▸ Enunciado 1
Substitua "abrigo" por "acolhida" no trecho do texto sobre a Casa da Memória que começa em "A história da" e vai até "abrigo e estímulo.". Reproduza o trecho já com a troca.
▸ Enunciado 2
Segundo o texto sobre a Casa da Memória, em que ano o espaço foi inaugurado?
▸ Enunciado 3
De acordo com o texto sobre a Casa da Memória, o que fez o espaço se tornar, em pouco tempo, um lugar privilegiado de exposições e de debates?

Inaugurada em 2019, meses antes da pandemia do coronavírus que a abalou o mundo e parou a capital gaúcha, concebida pelo escritor e médico Nilson May, com a participação do seu parceiro constante, o também escritor e médico Alcides Stumpf, a Casa da Memória Unimed Federação/RS (Santa Terezinha, 263) tornou-se em pouco tempo, pela sua programação, um espaço privilegiado de exposições e de debates.
A história da arte no Rio Grande do Sul tem passado pelas suas salas, assim como acontecimentos importantes da vida de Porto Alegre. Em 2025, o centenário da exposição sobre os cem anos da Revolução Farroupilha (1835-1845), que deu origem ao parque mais conhecido como Redenção, foi destaque na Casa da Memória, atraindo muita gente.
Nesta época de cultura do cancelamento e de embates ásperos em torno de temas considerados sensíveis e polêmicos, a Casa da Memória se abre para discussões sem tabus. A liberdade de pensamento, à moda do grande John Stuart Mill, encontra nela abrigo e estímulo.
Nesta terça-feira, 16 de dezembro de 2025, a partir das 19h30, a Casa da Memória receberá o advogado e intelectual Marco Túlio de Rose para um diálogo incontornável: Monteiro Lobato era racista?

▸ Material fornecido
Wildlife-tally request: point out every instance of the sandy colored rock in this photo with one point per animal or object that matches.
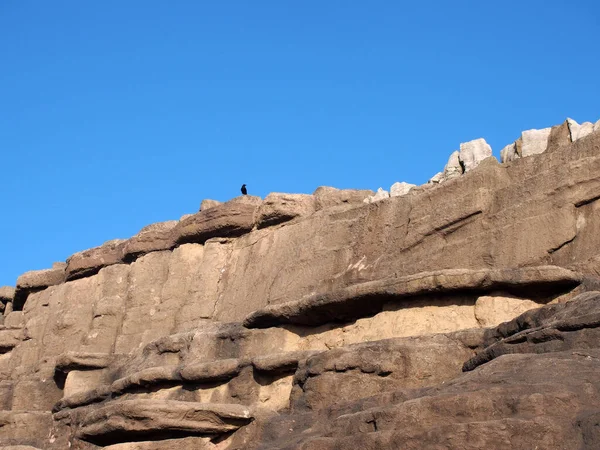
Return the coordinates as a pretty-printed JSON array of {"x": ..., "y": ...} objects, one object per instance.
[
  {"x": 7, "y": 294},
  {"x": 491, "y": 310},
  {"x": 89, "y": 262},
  {"x": 400, "y": 188},
  {"x": 277, "y": 208},
  {"x": 453, "y": 167},
  {"x": 326, "y": 197},
  {"x": 230, "y": 219},
  {"x": 472, "y": 153},
  {"x": 208, "y": 203},
  {"x": 381, "y": 194},
  {"x": 368, "y": 298},
  {"x": 509, "y": 153},
  {"x": 155, "y": 237},
  {"x": 131, "y": 419},
  {"x": 534, "y": 142}
]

▸ Resposta esperada 1
A história da arte no Rio Grande do Sul tem passado pelas suas salas, assim como acontecimentos importantes da vida de Porto Alegre. Em 2025, o centenário da exposição sobre os cem anos da Revolução Farroupilha (1835-1845), que deu origem ao parque mais conhecido como Redenção, foi destaque na Casa da Memória, atraindo muita gente.
Nesta época de cultura do cancelamento e de embates ásperos em torno de temas considerados sensíveis e polêmicos, a Casa da Memória se abre para discussões sem tabus. A liberdade de pensamento, à moda do grande John Stuart Mill, encontra nela acolhida e estímulo.

▸ Resposta esperada 2
Em 2019.

▸ Resposta esperada 3
Foi a sua programação. Por causa dela, a Casa da Memória, inaugurada em 2019, tornou-se em pouco tempo um espaço privilegiado de exposições e de debates.